Coordinate labeling data
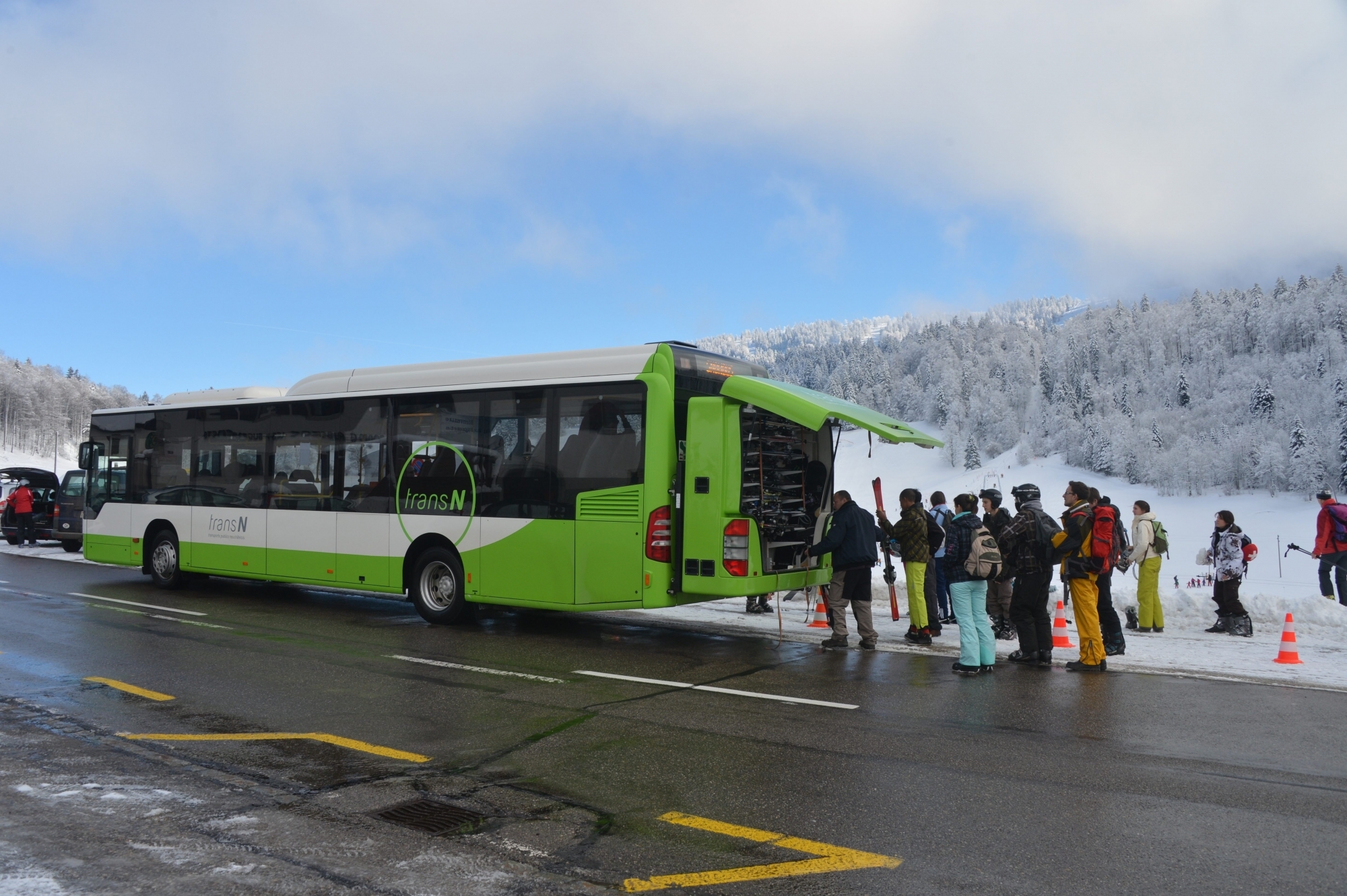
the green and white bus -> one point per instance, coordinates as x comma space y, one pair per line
601, 479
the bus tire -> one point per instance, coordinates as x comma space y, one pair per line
165, 568
437, 587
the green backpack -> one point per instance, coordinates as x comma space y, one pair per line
1160, 543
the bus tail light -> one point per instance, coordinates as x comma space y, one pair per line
737, 548
659, 536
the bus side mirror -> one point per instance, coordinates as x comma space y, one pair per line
88, 455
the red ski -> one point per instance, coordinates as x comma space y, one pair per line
890, 576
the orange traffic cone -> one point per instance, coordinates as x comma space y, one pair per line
821, 615
1290, 653
1059, 627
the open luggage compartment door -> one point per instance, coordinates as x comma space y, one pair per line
711, 493
813, 409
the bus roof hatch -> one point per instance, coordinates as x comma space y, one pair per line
812, 409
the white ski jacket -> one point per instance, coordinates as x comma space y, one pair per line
1143, 539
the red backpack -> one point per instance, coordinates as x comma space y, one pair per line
1103, 537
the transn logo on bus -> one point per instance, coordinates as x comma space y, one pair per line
453, 501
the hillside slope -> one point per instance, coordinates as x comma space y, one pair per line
1230, 390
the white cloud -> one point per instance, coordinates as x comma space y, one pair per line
549, 244
820, 233
1186, 139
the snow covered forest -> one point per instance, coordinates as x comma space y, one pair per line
44, 408
1233, 390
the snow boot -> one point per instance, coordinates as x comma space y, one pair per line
1115, 645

> **Goal**
Reproduce every row above word for word, leaving out the picture.

> **Response for this exercise**
the green and white bus -> one point per instance, coordinates as x comma space y, one pair per line
601, 479
the bus tire -> one point per instance, coordinates as x comma space y, one pair per line
165, 568
437, 587
the green backpack -> one point per instance, coordinates as x comma space y, one pair per line
1160, 543
the bus tail light -> one point per instance, coordinates as x comma space y, one pair per line
737, 548
659, 536
the bus side mirror -> one point per instance, coordinates as x comma space y, one pair per line
88, 455
the red ski -> one point per instance, coordinates as x comma space y, one pair per line
890, 576
the orange traffic cone -> one point per instance, coordinates as x comma space y, one pair per line
821, 615
1290, 653
1059, 627
the open luggage compartment door -> one point per instance, coordinates as x comma space y, one pair per line
711, 493
813, 409
the bus roof hatch -> one point per instance, coordinates as x comma space y, one pair per line
812, 409
the white ski jacket -> one point per instance, coordinates as x comma space y, one pair per line
1143, 539
the red backpack -> one point per instance, coordinates as x comma space y, one pair per line
1103, 537
the transn logo on bus -> one point per instance, coordinates as x comma space y, one pair per line
453, 501
the hillside slope -> one point per instance, coordinates as x comma space y, one pair per line
1230, 390
the white cloud -> one point per instance, coordinates as x comma space y, one pair per line
549, 244
820, 233
1186, 139
the snow covered forest -> one point per instance, coordinates as x comma space y, one pair per line
44, 408
1233, 390
the snow boot -> one point per instance, coordinates as x comma space y, one pair per line
1115, 645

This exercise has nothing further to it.